Excerpted text:
Seems to also fly in the face of most other analysis, and common sense.
I have not read Kotlikoff's papers on the subject, but he is a respected economist. His analysis may be specific to 401(k) plans with poor investment options, e.g., only highly speculative funds or very high fees.

Victoria
Nope. He compared the SAME investments inside and outside a tax-deferred portfolio. He assumed some modest annual, compounded rate of growth and assumed a some longish time before it was withdrawn. (I think he might have used S&P500 index funds) In that scenario you have a lot of growth. If you buy-and-hold an investment for 20 years at 7% it will almost quadruple.

The main factors are:
1. The fact that 401(k) withdrawals are taxed as ordinary income; capital gains are taxed at a much lower rate
2. The very UNfavorable way that Social Security benefits are taxed as a function of other taxable income. Specifically, to achieve the same after-tax income you have to withdraw more money from the 401(k), because it's taxed at a higher rate than if you withdraw it from your non-401(k) portfolio, because that's only taxed at a capital-gains rate. Since SS is taxed based on your pre-tax income then you pay a higher-tax on Social Security. So the 401(k) withdrawals give you a double tax whammy - higher tax on the withdrawal plus higher tax on the SS.

Data provided:
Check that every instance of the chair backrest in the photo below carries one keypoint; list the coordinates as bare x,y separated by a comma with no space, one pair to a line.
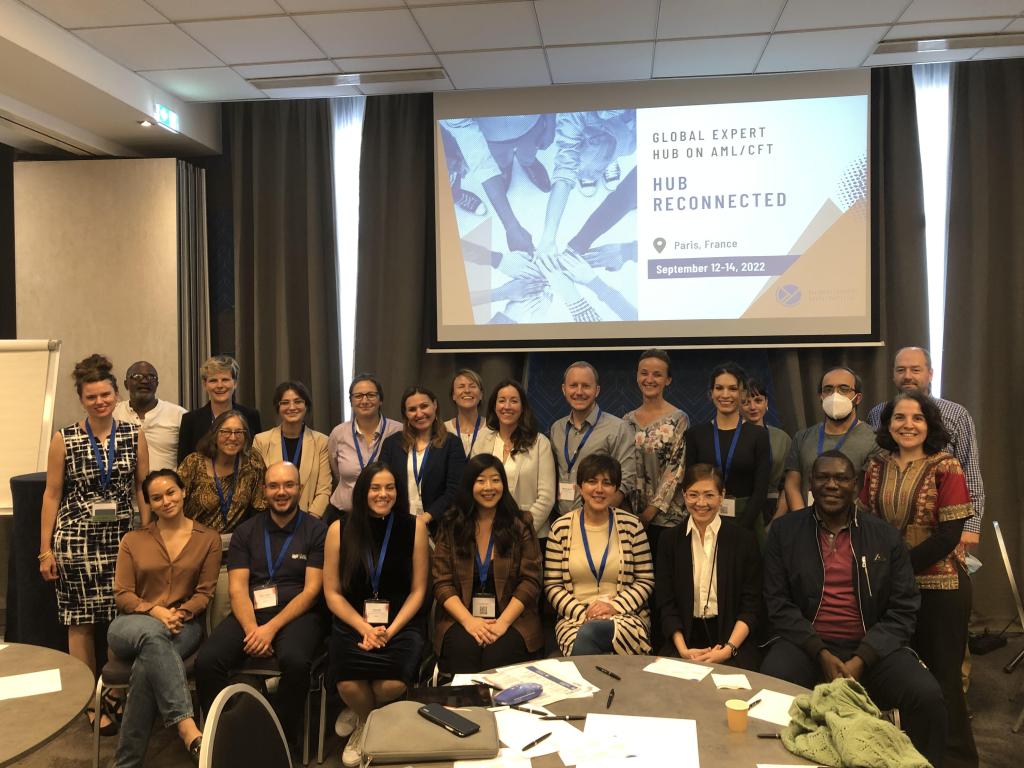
242,729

What the task asks: Please reproduce everything in the 401(k) discussion from "Seems to also" down to "very high fees.", word for word.

Response below:
Seems to also fly in the face of most other analysis, and common sense.
I have not read Kotlikoff's papers on the subject, but he is a respected economist. His analysis may be specific to 401(k) plans with poor investment options, e.g., only highly speculative funds or very high fees.